═══ RECORDS FOR PROCESSING
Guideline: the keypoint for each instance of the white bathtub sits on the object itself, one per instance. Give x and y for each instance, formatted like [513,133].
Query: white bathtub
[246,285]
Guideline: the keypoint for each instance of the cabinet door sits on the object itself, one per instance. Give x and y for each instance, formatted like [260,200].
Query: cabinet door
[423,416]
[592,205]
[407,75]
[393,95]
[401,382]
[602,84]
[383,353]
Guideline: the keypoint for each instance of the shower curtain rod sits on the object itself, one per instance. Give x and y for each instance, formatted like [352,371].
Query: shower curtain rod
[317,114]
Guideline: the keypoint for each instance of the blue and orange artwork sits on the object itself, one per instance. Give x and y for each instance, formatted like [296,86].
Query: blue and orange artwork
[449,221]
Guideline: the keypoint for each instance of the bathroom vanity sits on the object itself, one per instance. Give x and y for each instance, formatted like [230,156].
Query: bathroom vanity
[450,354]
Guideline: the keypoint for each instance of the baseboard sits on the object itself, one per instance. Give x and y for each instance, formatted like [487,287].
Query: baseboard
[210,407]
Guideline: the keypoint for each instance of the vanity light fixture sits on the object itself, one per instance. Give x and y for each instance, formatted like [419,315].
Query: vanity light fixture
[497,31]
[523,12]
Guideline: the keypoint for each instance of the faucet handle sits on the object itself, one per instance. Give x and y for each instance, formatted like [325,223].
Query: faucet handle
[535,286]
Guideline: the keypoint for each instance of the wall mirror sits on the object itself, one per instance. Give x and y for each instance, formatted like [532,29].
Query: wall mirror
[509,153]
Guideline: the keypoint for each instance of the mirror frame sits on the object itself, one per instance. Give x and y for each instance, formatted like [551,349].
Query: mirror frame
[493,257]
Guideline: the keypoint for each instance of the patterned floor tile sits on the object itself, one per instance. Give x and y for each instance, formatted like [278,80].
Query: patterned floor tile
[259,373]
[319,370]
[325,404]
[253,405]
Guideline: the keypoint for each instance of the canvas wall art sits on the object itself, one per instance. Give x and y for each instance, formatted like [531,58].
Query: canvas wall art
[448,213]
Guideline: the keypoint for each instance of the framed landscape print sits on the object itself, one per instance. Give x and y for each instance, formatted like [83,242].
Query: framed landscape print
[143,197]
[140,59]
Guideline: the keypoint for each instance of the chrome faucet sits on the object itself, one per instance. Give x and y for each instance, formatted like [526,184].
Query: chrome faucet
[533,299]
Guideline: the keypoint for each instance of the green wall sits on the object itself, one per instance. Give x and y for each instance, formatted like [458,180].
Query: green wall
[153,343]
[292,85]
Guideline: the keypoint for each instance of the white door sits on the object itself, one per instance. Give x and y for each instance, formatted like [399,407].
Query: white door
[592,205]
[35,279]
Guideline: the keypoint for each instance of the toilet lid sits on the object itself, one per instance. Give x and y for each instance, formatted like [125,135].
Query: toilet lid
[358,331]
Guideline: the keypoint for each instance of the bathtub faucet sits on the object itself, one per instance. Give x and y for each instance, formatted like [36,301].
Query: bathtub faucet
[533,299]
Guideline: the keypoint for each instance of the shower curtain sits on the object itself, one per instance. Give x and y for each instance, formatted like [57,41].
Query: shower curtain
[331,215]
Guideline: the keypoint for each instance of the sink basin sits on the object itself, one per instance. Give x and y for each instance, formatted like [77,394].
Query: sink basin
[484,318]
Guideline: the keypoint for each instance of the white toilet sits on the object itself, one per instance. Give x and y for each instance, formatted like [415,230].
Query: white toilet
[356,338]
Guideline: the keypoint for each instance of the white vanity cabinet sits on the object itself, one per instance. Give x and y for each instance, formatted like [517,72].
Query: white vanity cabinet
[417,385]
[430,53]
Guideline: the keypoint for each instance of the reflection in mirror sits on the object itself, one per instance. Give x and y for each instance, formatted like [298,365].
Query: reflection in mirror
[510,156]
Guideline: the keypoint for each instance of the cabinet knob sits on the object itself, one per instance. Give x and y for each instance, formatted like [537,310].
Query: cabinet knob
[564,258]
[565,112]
══════
## WORK REQUEST
Set down every entry again, exactly as written.

## FINISHED TASK
Guideline: the keypoint for each instance of the white bathtub sits on the object itself, one per instance. Give x and y for each instance, formatted like [513,133].
Query: white bathtub
[246,285]
Guideline: the keypoint for each instance of the cabinet door sits on the object itself, one per instance. Give x and y for each instance, formatted like [260,200].
Query: cabinet door
[423,416]
[592,205]
[407,75]
[393,95]
[401,382]
[602,84]
[383,353]
Guideline: the keypoint for each instance of the shower curtain rod sits on the object itself, one per instance. Give x and y for each instance, formatted like [352,371].
Query: shower curtain rod
[317,114]
Guideline: the keypoint for each instance of the blue and orange artwork sits on the object itself, one per instance. Give x and y for each instance, formatted like [296,86].
Query: blue and orange artwork
[449,221]
Guideline: the keypoint for each instance of the bathroom vanity sits on the object itself, one per instance. Give x and y for each instance, formatted like [230,156].
Query: bathroom vanity
[450,354]
Guideline: the keypoint for each instance of the baseboard sits on the object itself, one per instance. Give x and y for each instance, formatted like [487,287].
Query: baseboard
[210,407]
Guideline: the keypoint for each instance of the vanity light fixture sits on the object itself, one per instance. Give x and y for each instance, formatted like [419,315].
Query: vanity light fixture
[497,31]
[523,12]
Guideline: the keypoint for each instance of the faucet handle sits on the object itself, one per instance. Give x and y for each instance, formatted like [325,223].
Query: faucet handle
[535,286]
Guideline: the keypoint for each instance of the wall mirror sits on the object itself, one per instance. Give x and y for each instance, formatted like [532,29].
Query: wall mirror
[509,153]
Guideline: the keypoint for each instance of the mirror frame sits on the object itself, one per instance. Give x and y for each instance, formatted like [551,349].
Query: mirror frame
[493,257]
Guideline: the keypoint for each instance of the patterned floor tile sits on the object itself, one per instance. Give x and y for each instance, formatted like [278,80].
Query: patterned floor tile
[259,373]
[319,370]
[325,404]
[253,405]
Guideline: the keypoint for each instance of the canvas wall art sits on the object itself, one per instance. Give x and y for each instance, formatted like [531,58].
Query: canvas wall art
[448,213]
Guideline: the keypoint for each instance of the framed landscape print sits on the object itself, one per instance. Give x and y for each instance, formatted like [83,242].
Query: framed landscape print
[143,197]
[140,59]
Guideline: the keypoint for each instance of the chrome faucet sits on the object itself, one per instance. Give x and y for each instance, formatted like [526,184].
Query: chrome faucet
[533,299]
Guideline: the keypoint for each instance of the green wall sits on the object itself, one per instance. Give x and y for each instance, formatted like [458,180].
Query: green wall
[153,343]
[292,85]
Guideline: the keypoint for each instance of the white door sits on the object itself, one per instance. Give x and y for each instance, formatted like [399,407].
Query: white door
[592,205]
[35,279]
Guideline: the keypoint for each instance of the toilet lid sits on the object itself, one per instance. Give x and y for each instance, formatted like [125,135].
Query: toilet lid
[358,331]
Guideline: the keypoint for each instance of the bathtub faucet sits on the object itself, one per instance. Give x and y for each instance, formatted like [36,301].
Query: bathtub faucet
[533,299]
Guideline: the keypoint for each instance of the shower curtain sits on the object itself, one per instance. Give x and y for each instance, formatted like [57,41].
Query: shower curtain
[331,215]
Guideline: the keypoint for each instance of the sink basin sits on the object itself, one per instance. Give x and y for each instance, formatted like [77,394].
Query: sink basin
[484,318]
Guideline: the keypoint for each instance of the white toilet sits on the object itself, one per instance. Give x and y for each instance, formatted like [415,230].
Query: white toilet
[356,338]
Guideline: the keypoint for each instance of the white vanity cabinet sits on the object itself, one per instance. Give x and y for each instance, formatted like [517,72].
Query: white vanity cabinet
[417,385]
[430,53]
Guideline: the keypoint for each instance of the reflection in mirror sits on the object itself, one per instance. Give x and y for each instance, formatted like [298,365].
Query: reflection in mirror
[510,156]
Guideline: the keypoint for each instance of the cabinet knob sits on the object itself, one per instance. Give x and y for each instance, formatted like [537,310].
Query: cabinet knob
[564,258]
[565,112]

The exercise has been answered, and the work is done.